** Aim **
Starting at the beginning of the data and stopping after the line containing "x=385, y=131", reproduce every line, including the requests, but scale each coordinate in the answers by 1.95, rounding to the nearest whole number with halves rounded up. Leave the request text and its sample format unchanged.

** Data for the task **
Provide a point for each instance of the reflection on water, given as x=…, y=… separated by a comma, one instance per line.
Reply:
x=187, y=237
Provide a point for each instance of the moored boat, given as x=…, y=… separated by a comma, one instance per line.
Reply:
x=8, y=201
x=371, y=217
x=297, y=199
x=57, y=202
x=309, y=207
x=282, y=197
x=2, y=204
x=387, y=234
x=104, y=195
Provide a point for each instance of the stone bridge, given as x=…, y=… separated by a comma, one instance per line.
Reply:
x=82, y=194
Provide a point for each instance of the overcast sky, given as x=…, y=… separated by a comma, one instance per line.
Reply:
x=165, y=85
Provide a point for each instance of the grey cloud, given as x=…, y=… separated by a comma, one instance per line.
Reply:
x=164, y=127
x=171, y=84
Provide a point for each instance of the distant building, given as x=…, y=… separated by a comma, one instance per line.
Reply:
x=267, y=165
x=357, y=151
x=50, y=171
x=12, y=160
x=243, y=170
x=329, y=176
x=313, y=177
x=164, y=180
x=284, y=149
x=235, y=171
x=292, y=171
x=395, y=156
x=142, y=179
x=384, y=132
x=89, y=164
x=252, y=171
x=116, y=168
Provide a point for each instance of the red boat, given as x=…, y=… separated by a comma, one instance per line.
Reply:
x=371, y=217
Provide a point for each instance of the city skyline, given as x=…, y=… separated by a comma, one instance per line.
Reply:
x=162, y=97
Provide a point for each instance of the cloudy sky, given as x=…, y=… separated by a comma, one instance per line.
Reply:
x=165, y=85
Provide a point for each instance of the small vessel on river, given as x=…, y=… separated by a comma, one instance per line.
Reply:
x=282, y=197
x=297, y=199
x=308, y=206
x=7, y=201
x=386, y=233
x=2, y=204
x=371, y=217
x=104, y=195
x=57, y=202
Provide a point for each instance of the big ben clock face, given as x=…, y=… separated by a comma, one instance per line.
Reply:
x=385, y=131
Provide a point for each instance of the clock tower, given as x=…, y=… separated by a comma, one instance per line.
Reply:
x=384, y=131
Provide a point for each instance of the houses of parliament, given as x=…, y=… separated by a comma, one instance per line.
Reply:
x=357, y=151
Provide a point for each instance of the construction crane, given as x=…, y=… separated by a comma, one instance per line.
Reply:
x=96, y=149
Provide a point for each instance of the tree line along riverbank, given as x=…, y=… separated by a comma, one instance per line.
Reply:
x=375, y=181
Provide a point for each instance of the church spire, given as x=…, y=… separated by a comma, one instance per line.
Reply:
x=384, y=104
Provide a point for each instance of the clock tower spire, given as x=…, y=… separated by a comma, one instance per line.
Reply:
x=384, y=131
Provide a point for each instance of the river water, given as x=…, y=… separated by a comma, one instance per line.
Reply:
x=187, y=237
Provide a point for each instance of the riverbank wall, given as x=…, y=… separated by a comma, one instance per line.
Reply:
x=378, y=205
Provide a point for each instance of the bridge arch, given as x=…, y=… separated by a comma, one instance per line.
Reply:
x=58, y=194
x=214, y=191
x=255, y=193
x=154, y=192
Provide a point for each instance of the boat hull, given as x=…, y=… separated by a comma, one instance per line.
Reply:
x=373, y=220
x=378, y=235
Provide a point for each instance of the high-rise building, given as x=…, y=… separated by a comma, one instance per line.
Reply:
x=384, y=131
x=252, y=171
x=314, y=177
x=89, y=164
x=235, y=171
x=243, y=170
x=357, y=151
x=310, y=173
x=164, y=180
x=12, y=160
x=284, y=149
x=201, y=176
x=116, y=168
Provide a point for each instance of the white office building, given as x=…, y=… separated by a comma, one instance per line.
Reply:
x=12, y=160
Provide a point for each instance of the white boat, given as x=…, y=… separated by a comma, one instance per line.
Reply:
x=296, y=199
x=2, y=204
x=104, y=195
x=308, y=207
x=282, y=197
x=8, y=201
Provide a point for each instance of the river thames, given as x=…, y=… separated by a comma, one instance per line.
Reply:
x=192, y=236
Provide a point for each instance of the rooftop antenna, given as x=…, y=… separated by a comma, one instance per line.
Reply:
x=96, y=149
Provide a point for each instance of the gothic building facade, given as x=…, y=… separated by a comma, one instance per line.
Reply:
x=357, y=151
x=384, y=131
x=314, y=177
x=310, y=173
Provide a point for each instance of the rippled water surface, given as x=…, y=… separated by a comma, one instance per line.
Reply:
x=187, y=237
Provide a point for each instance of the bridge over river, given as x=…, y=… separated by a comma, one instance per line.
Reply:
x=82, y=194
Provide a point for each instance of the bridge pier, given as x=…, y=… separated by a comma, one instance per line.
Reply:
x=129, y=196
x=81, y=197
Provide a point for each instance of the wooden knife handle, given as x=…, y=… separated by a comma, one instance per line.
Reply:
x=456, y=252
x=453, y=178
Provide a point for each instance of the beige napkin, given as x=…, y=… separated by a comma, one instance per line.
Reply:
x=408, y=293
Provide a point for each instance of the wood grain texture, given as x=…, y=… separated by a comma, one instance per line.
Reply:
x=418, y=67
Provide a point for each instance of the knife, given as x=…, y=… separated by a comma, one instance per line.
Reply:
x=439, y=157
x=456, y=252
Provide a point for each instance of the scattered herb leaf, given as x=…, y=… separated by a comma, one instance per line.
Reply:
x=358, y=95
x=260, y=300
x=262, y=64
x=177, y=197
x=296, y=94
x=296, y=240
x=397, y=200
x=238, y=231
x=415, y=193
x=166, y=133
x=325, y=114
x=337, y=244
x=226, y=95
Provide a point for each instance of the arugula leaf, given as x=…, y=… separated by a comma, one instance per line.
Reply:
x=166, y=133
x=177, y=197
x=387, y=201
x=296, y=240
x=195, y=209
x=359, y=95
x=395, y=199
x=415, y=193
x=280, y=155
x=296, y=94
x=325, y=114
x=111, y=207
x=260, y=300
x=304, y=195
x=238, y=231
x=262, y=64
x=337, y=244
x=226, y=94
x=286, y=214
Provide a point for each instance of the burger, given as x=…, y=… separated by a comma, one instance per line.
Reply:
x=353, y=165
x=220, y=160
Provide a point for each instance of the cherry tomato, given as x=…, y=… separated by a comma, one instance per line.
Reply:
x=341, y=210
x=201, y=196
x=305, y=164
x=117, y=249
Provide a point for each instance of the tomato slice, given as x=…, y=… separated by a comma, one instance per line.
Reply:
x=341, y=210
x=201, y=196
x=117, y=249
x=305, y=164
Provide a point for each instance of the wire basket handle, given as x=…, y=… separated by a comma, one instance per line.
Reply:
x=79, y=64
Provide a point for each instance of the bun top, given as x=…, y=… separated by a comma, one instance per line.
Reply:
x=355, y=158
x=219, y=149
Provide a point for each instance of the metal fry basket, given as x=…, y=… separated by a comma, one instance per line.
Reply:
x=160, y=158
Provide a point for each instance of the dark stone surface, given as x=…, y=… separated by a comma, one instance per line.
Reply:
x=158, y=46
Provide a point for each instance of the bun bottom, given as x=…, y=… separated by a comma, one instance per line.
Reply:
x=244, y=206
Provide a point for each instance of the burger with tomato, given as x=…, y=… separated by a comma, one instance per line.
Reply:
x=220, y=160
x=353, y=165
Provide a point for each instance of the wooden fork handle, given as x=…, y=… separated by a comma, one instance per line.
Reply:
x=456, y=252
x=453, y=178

** Answer to this exercise **
Provide a point for each instance of the reflection on water, given as x=…, y=… separated by a comma, one instance per line.
Reply:
x=365, y=462
Provide a point for each instance of the moored boat, given as x=…, y=… separated by a comma, one instance per line.
Reply:
x=16, y=392
x=723, y=423
x=579, y=388
x=111, y=394
x=603, y=404
x=550, y=384
x=4, y=398
x=755, y=456
x=203, y=380
Provide a point for each instance of the stone bridge, given as x=…, y=… separated by a comma, one instance per line.
Reply:
x=160, y=378
Provide a point for each instance of the overcast sky, given as x=…, y=… separated by a comma, one instance per line.
Reply:
x=322, y=166
Provide a point for each instance of the grey cloud, given as x=…, y=… separated by a comma, one instance per line.
Reply:
x=320, y=248
x=333, y=164
Provide a point for each instance of the distant building, given as x=…, y=… separated by a comma, one instance per line.
Reply:
x=521, y=322
x=696, y=294
x=98, y=333
x=23, y=312
x=474, y=332
x=642, y=343
x=610, y=345
x=320, y=351
x=554, y=291
x=458, y=333
x=569, y=333
x=770, y=304
x=277, y=349
x=749, y=257
x=174, y=320
x=491, y=333
x=226, y=328
Provide a point for each instance of the red boat, given as x=…, y=… separated by a comma, one instance per line.
Reply:
x=723, y=423
Provide a point for each instance of the city skyline, given as x=…, y=… separated by a comma, one instance per line.
Reply:
x=316, y=189
Provide a point for each instance of the cloudy sky, given as x=…, y=… separated by a comma, one instance per line.
Reply:
x=322, y=166
Provide a point for each instance of the small vessel on river, given as x=…, y=… separated by a comma, one instance per line.
Reply:
x=550, y=384
x=579, y=388
x=601, y=402
x=14, y=392
x=753, y=454
x=4, y=398
x=723, y=423
x=203, y=380
x=111, y=394
Provide a point for each instance of the big ben clock face, given as x=…, y=… separated by a comma, one instance per line.
Reply:
x=751, y=255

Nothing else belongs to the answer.